▶ [Document segment]:
Dear Members of the Skidmore Community,
Today, I know I join others in our Skidmore community who are still reeling from the incomprehensible tragedy in Orlando, Florida over the weekend. We have lowered our flags in honor of the lives lost and in solidarity with the families and loved ones who are mourning. We have also placed a rainbow LGBTQ (lesbian, gay, bisexual, transgender, queer/and or questioning) flag prominently outside Case Center in Porter Plaza to acknowledge the loss, especially within our gay community.
For those on campus who would like to gather for a time of remembrance, we will hold a brief memorial at 4:15 p.m. today at Porter Plaza. For anyone who needs support, Counseling Services may be reached at 518-580-5555. As a reminder, all employees may utilize theEmployee Assistance Program (EAP), which may be reached at 518-793-9768.
Let me share two reflections:
From Skidmore's Director of Religious and Spiritual Life Parker Diggory: "In addition to the staggering loss of life, I keep coming back to the knowledge that a kind of sanctuary was violated in this attack and that the LGBTQ community, particularly those of color, are experiencing loss and fear on a devastating scale. In the swirl of narratives and grief that will continue to emerge from this event, I hope each of us takes the time we need to reach out to our people in whatever way is right for us, and to acknowledge the grief and anger as well as the need for community."
From former Skidmore American Studies Fellow Richard Kim writing in The Nation: "Gay bars are therapy for people who can't afford therapy; temples for people who lost their religion, or whose religion lost them; vacations for people who can't go on vacation; homes for folk without families; sanctuaries against aggression."
Sadly, it was almost exactly a year ago that I reached out to you about the horrible murders at the A.M.E. church in Charleston, South Carolina. In the meantime, we have seen other such tragedies around the world, and I know that we all mourn for those who have experienced great loss. It brings home to all of us our charge here at Skidmore: to educate future leaders to work for a time when we see a diminishing number of such actions that are driven by hatred and fear to be replaced by actions that are driven by love and hope.

▶ [Work required]:
Write out the letter to the Skidmore community word for word, from start to finish.

Pointing data for referring expressions
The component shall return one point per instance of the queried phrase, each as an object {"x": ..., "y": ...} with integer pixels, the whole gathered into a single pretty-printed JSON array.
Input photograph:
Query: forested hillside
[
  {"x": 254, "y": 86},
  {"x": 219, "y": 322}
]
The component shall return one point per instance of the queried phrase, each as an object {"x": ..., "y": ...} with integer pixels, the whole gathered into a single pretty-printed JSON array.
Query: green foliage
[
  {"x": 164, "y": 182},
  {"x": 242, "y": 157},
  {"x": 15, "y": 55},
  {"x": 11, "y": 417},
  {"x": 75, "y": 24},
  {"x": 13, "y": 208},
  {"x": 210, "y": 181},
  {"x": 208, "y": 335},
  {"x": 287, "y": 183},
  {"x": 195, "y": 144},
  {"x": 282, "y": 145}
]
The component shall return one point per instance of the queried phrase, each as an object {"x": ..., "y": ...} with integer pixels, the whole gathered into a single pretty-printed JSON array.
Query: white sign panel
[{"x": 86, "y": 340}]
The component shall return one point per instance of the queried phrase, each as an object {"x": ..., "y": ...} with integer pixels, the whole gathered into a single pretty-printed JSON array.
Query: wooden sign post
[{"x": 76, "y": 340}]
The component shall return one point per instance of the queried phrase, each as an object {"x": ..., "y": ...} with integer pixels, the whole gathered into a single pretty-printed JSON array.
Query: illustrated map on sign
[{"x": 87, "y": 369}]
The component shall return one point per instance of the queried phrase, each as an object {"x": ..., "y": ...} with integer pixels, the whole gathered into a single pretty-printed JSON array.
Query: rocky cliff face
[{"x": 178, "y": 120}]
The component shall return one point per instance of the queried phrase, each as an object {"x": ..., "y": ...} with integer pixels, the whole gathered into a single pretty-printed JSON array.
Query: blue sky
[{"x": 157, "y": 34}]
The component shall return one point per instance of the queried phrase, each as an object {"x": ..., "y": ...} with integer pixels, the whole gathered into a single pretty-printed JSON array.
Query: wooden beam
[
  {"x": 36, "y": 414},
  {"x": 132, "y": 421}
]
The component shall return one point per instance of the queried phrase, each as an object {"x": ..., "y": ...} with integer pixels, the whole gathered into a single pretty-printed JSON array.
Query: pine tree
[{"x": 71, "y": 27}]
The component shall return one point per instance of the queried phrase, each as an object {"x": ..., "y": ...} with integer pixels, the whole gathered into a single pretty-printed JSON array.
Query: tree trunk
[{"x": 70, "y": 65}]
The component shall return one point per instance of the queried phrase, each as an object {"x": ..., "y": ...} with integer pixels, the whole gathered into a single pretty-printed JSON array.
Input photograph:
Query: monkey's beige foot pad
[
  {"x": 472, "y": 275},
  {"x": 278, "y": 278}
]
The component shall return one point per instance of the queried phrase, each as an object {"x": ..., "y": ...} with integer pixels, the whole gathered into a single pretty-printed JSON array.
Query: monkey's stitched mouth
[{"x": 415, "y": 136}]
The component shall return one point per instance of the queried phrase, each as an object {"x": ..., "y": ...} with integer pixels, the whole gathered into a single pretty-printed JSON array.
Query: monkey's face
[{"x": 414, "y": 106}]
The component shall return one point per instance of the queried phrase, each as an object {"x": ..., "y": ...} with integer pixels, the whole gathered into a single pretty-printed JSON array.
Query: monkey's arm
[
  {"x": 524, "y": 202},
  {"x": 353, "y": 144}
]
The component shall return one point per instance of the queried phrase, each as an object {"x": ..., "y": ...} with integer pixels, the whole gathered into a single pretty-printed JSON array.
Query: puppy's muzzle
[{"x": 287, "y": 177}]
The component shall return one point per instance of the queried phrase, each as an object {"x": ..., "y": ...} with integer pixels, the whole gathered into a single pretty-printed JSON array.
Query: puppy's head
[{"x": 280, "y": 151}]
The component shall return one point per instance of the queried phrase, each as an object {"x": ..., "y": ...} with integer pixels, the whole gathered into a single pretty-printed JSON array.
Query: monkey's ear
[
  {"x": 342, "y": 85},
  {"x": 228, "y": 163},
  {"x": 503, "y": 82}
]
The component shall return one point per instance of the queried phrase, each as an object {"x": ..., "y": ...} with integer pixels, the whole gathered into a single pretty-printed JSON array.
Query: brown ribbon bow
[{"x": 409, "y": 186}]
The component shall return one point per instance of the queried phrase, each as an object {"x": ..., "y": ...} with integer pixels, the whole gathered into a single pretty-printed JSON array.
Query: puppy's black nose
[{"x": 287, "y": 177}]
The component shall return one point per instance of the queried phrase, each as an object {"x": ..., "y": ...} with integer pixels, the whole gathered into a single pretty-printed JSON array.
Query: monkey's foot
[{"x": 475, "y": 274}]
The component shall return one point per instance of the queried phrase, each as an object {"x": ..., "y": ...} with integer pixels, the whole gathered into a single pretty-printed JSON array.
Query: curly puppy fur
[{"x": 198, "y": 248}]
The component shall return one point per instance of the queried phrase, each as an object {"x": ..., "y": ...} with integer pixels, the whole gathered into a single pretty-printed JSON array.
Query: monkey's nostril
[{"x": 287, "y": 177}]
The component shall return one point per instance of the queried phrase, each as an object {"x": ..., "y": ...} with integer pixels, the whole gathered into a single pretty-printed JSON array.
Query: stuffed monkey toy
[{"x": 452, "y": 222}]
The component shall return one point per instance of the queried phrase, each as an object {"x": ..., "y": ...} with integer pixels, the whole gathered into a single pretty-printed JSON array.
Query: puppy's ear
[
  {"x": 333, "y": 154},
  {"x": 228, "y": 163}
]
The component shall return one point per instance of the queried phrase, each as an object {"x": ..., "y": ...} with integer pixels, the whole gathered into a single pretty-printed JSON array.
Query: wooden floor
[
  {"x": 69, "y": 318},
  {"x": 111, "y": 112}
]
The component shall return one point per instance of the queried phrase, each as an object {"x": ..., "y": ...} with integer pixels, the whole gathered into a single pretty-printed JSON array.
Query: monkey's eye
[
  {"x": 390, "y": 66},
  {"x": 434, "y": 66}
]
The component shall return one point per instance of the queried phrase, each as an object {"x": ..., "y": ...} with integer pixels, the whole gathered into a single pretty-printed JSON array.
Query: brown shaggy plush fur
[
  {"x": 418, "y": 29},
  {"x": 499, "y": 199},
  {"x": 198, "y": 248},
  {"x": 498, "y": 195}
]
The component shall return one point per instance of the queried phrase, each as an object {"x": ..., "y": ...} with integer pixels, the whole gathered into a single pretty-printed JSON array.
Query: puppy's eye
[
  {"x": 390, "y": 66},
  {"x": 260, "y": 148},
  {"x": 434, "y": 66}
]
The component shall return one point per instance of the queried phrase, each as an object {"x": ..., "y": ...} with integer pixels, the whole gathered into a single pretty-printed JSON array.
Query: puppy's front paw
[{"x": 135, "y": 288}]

▶ [Response for this exercise]:
Dear Members of the Skidmore Community,
Today, I know I join others in our Skidmore community who are still reeling from the incomprehensible tragedy in Orlando, Florida over the weekend. We have lowered our flags in honor of the lives lost and in solidarity with the families and loved ones who are mourning. We have also placed a rainbow LGBTQ (lesbian, gay, bisexual, transgender, queer/and or questioning) flag prominently outside Case Center in Porter Plaza to acknowledge the loss, especially within our gay community.
For those on campus who would like to gather for a time of remembrance, we will hold a brief memorial at 4:15 p.m. today at Porter Plaza. For anyone who needs support, Counseling Services may be reached at 518-580-5555. As a reminder, all employees may utilize theEmployee Assistance Program (EAP), which may be reached at 518-793-9768.
Let me share two reflections:
From Skidmore's Director of Religious and Spiritual Life Parker Diggory: "In addition to the staggering loss of life, I keep coming back to the knowledge that a kind of sanctuary was violated in this attack and that the LGBTQ community, particularly those of color, are experiencing loss and fear on a devastating scale. In the swirl of narratives and grief that will continue to emerge from this event, I hope each of us takes the time we need to reach out to our people in whatever way is right for us, and to acknowledge the grief and anger as well as the need for community."
From former Skidmore American Studies Fellow Richard Kim writing in The Nation: "Gay bars are therapy for people who can't afford therapy; temples for people who lost their religion, or whose religion lost them; vacations for people who can't go on vacation; homes for folk without families; sanctuaries against aggression."
Sadly, it was almost exactly a year ago that I reached out to you about the horrible murders at the A.M.E. church in Charleston, South Carolina. In the meantime, we have seen other such tragedies around the world, and I know that we all mourn for those who have experienced great loss. It brings home to all of us our charge here at Skidmore: to educate future leaders to work for a time when we see a diminishing number of such actions that are driven by hatred and fear to be replaced by actions that are driven by love and hope.